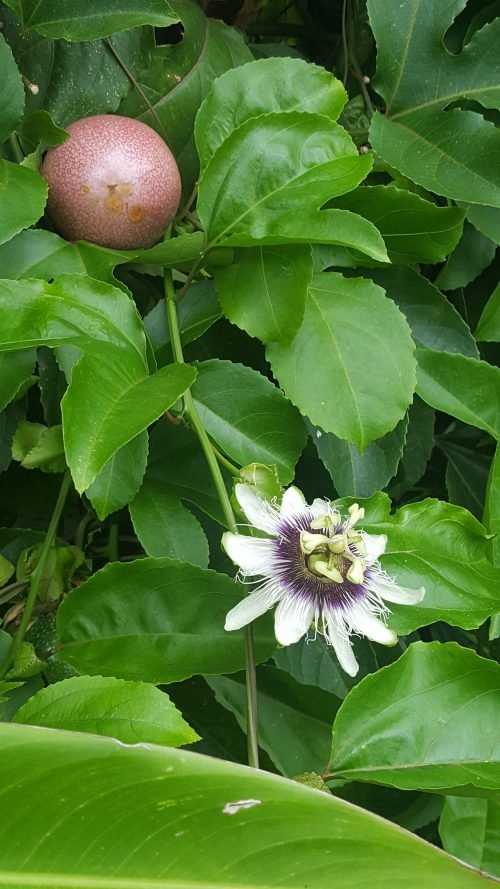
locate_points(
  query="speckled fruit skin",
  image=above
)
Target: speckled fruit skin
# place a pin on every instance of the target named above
(114, 182)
----------------------------------------
__ASSIGNMENT__: Repeat all of the entries word for word, but omit the pictures.

__ANSWER__:
locate_points(
  query="speckled fruit skin",
  image=above
)
Target: speckled fruit skin
# place a pin on every instance of the target named above
(114, 182)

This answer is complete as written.